* **Material provided**:
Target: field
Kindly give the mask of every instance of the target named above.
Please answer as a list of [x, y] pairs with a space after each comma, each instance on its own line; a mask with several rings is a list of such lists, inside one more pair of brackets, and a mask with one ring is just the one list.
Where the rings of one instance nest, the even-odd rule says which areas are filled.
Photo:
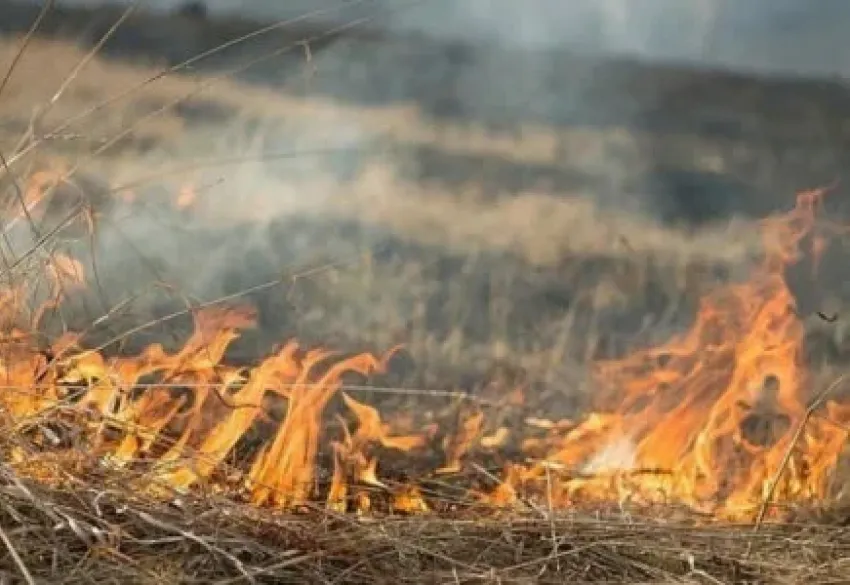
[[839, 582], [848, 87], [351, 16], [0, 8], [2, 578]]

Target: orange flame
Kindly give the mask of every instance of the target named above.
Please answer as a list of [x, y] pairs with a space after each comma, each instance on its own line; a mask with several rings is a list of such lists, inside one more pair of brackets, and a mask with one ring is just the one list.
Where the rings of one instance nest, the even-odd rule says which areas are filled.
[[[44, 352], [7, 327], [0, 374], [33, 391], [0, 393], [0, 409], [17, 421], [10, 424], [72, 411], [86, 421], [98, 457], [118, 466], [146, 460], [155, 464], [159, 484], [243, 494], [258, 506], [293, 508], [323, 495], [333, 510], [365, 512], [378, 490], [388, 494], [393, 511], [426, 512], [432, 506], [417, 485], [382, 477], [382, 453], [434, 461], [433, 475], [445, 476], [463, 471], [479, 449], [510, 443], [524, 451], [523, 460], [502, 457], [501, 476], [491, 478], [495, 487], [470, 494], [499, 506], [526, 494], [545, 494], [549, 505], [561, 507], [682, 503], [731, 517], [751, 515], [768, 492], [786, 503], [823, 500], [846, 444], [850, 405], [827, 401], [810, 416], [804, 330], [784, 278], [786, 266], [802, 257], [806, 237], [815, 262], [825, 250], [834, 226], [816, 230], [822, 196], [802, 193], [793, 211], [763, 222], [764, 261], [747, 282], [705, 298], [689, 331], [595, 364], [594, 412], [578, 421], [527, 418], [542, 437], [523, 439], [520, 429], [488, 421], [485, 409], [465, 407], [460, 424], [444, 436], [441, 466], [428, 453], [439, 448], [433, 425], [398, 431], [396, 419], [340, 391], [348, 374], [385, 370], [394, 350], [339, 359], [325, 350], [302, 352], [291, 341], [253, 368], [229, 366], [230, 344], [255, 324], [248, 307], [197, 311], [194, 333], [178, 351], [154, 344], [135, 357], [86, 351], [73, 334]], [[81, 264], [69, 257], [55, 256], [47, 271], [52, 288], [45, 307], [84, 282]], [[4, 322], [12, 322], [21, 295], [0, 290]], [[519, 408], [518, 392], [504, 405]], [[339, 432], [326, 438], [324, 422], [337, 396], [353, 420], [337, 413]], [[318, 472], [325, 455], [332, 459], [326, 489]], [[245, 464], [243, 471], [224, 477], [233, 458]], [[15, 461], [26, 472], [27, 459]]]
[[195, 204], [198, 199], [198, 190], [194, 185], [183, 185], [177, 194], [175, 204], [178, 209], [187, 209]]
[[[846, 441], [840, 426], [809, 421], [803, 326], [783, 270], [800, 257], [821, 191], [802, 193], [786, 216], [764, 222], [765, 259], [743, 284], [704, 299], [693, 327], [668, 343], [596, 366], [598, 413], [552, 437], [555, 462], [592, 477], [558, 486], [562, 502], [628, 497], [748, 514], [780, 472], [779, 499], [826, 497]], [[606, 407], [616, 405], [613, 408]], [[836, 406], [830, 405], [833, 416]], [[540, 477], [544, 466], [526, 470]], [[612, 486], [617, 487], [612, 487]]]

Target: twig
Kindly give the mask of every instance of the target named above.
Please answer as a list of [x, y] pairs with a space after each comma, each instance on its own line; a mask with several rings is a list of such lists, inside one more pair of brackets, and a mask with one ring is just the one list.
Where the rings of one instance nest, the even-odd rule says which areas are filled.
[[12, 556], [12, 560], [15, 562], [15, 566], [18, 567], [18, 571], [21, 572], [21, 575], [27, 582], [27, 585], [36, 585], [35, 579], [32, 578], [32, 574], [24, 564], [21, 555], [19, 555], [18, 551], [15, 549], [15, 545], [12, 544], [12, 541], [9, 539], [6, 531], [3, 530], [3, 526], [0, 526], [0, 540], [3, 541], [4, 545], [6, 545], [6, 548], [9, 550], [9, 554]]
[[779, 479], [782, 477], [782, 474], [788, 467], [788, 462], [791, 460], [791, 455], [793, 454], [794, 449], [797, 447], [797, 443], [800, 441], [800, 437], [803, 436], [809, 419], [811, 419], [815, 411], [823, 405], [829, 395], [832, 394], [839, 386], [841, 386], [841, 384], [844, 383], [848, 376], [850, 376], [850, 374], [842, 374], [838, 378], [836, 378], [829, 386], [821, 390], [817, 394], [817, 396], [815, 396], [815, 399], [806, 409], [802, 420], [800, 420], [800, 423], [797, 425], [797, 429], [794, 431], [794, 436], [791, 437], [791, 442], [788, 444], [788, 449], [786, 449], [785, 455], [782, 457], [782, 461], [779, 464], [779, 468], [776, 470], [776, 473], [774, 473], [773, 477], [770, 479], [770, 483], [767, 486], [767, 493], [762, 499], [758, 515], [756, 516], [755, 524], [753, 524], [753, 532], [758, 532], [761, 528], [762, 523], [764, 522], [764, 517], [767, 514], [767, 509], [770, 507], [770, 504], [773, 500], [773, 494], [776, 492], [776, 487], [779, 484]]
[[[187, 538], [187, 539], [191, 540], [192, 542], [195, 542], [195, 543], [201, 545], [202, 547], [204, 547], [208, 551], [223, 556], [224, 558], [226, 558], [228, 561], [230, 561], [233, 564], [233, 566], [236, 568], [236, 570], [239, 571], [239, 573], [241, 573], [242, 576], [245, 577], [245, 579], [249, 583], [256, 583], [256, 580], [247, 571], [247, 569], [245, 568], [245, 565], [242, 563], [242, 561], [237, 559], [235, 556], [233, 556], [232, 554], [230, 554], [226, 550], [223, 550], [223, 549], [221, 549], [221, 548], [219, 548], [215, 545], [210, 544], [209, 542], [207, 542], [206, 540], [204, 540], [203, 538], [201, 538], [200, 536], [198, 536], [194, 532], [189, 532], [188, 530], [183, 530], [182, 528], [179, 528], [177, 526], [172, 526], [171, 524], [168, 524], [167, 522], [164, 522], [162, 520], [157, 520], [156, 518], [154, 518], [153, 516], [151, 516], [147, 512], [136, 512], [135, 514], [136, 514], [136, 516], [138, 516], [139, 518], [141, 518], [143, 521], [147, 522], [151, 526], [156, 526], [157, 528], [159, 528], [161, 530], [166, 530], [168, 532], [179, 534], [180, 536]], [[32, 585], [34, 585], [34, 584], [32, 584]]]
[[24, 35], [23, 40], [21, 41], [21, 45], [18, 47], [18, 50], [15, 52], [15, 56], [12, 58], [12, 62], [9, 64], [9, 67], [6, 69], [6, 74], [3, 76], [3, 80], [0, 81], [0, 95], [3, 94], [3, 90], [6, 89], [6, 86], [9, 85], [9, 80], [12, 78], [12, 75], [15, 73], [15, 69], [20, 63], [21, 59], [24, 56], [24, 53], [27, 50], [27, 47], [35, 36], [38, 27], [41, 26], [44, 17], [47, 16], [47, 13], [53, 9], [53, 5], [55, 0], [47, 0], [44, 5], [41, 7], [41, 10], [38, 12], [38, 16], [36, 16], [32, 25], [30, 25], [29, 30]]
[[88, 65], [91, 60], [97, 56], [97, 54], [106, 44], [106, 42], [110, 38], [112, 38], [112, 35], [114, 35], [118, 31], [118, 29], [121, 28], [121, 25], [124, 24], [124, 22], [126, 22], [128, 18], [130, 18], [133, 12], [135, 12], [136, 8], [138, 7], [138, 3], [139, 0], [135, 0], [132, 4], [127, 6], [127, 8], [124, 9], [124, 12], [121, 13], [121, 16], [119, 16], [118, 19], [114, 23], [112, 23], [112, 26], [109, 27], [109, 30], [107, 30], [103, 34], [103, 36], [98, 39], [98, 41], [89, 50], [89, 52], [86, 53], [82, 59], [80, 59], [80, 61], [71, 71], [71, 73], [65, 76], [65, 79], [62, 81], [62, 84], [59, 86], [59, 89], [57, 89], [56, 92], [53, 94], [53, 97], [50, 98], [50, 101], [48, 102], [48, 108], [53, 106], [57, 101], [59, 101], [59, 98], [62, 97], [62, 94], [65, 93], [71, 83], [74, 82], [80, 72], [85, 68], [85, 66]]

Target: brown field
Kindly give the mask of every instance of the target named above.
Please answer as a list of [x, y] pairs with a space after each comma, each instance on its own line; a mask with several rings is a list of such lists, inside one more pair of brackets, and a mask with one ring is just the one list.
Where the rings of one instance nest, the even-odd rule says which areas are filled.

* **Work instruction**: Give again, word for word, every line from the top of the entries above to the line holding "Target: orange flame", both included. Leave the pictures out.

* **Written solution**:
Target: field
Kindly give the mask of every instance of the target named above.
Please answer as a list of [x, y] pairs with a space after each comma, each instance on its own line; a mask with several rings is a list of such lists, inside one more pair of brackets, and a mask with one ring is just the one list.
Where the rings of one instance nest, the even-odd rule says which areas are filled.
Photo:
[[839, 582], [848, 87], [351, 16], [0, 8], [2, 578]]

Target: orange flame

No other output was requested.